__EXTRACT TO READ__.
########

Claude Prompt Library
Claude CodeJul 2, 2026 · 5 min read

Let Claude Code Analyze Every GitHub Issue for You

One prompt that points Claude Code at your GitHub issues, has it read the codebase, design a solution, and write the answer straight back onto the issue. Works with Jira and any connected MCP too.

The prompt
/goal connect to the gh cli or github mcp, pull every issue that has not been analyzed already with a solution design readme file attached, run the analysis against the codebase, design the solution, update the issue.

It is important to ask me questions if you are not sure. Ask one question at a time and wait for my response
Paste it into Claude Code. It handles the rest, and checks with you when it isn't sure.

Here is a Claude Code trick I keep coming back to. Point it at your GitHub issues and let it do the first pass of engineering thinking for you: read the issue, read the code that issue touches, design a solution, and write that solution back onto the ticket.

It sounds like a lot. It's one prompt. Copy the block above, paste it into Claude Code, and watch it work through your backlog one issue at a time.

What the prompt actually does

Read it left to right and it's really a checklist you're handing to an engineer:

  • Connect to your issues. It reaches your backlog through the gh CLI or the GitHub MCP, whichever you have wired up.
  • Find the untouched ones. It skips any issue that already has a solution-design readme attached, so it only works on tickets nobody has analyzed yet. Run it again next week and it picks up where it left off.
  • Analyze against the real codebase. This is the part that matters. It doesn't guess from the title. It opens the files the issue is about and reasons about your actual code.
  • Design the solution. It writes up an approach: what to change, where, and the trade-offs.
  • Update the issue. The design lands back on the ticket, so the next person to open it, human or agent, starts from a real plan instead of a blank page.

The line that makes it safe

The last sentence is the whole trick: ask me questions if you are not sure. Ask one question at a time and wait for my response.

########

Stored items:
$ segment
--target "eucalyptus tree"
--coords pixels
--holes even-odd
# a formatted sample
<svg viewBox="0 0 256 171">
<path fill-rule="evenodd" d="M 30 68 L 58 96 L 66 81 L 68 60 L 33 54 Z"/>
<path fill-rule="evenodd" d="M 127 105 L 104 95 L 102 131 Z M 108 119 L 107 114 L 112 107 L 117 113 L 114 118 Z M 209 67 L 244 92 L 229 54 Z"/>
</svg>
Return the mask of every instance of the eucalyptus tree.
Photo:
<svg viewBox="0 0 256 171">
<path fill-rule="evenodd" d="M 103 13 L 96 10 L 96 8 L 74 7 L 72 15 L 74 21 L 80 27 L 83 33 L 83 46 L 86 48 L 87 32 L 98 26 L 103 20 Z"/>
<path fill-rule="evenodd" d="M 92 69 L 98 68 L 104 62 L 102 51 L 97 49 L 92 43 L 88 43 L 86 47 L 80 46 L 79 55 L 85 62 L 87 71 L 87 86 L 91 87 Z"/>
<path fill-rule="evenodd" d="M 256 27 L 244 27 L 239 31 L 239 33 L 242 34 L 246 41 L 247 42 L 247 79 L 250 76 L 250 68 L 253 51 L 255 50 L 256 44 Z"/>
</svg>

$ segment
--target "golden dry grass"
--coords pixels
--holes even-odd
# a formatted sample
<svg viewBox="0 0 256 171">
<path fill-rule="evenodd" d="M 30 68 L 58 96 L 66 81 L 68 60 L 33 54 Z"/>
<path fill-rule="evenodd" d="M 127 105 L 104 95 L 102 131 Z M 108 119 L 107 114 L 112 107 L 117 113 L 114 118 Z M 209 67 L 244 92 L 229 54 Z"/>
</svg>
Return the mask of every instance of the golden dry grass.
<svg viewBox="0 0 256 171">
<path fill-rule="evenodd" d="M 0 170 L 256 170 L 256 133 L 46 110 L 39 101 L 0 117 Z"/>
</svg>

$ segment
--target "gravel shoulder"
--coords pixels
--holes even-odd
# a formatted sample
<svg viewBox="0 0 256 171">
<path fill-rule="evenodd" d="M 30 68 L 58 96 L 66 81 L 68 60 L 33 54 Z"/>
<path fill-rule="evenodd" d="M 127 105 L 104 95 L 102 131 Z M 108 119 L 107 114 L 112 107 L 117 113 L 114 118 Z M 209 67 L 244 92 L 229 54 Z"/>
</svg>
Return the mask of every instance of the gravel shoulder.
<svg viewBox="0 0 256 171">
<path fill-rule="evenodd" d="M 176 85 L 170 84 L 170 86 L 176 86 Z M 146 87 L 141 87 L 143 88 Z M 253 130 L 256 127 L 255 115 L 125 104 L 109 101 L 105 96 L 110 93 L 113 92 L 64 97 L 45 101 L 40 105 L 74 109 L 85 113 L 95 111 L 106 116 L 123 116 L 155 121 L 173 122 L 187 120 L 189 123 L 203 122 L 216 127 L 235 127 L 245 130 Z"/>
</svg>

########

__CHECK YOUR UNDERSTANDING__.
[1] List the short headings that begin each point in the checklist in the article on analyzing GitHub issues with Claude Code.
[2] Answer these questions from the article on analyzing GitHub issues with Claude Code:
(a) Besides GitHub, what does the article say the prompt also works with?
(b) Through what two routes does the prompt reach the backlog?
(c) Which issues does the prompt skip?
[3] Render this sentence from the GitHub issues article in Spanish: "It opens the files the issue is about and reasons about your actual code."

__ANSWERS FOR THE EXERCISE__.
[1]
Connect to your issues.
Find the untouched ones.
Analyze against the real codebase.
Design the solution.
Update the issue.

[2]
(a) Jira and any connected MCP.
(b) The gh CLI or the GitHub MCP.
(c) Any issue that already has a solution-design readme attached.

[3] Abre los archivos de los que trata la incidencia y razona sobre tu código real.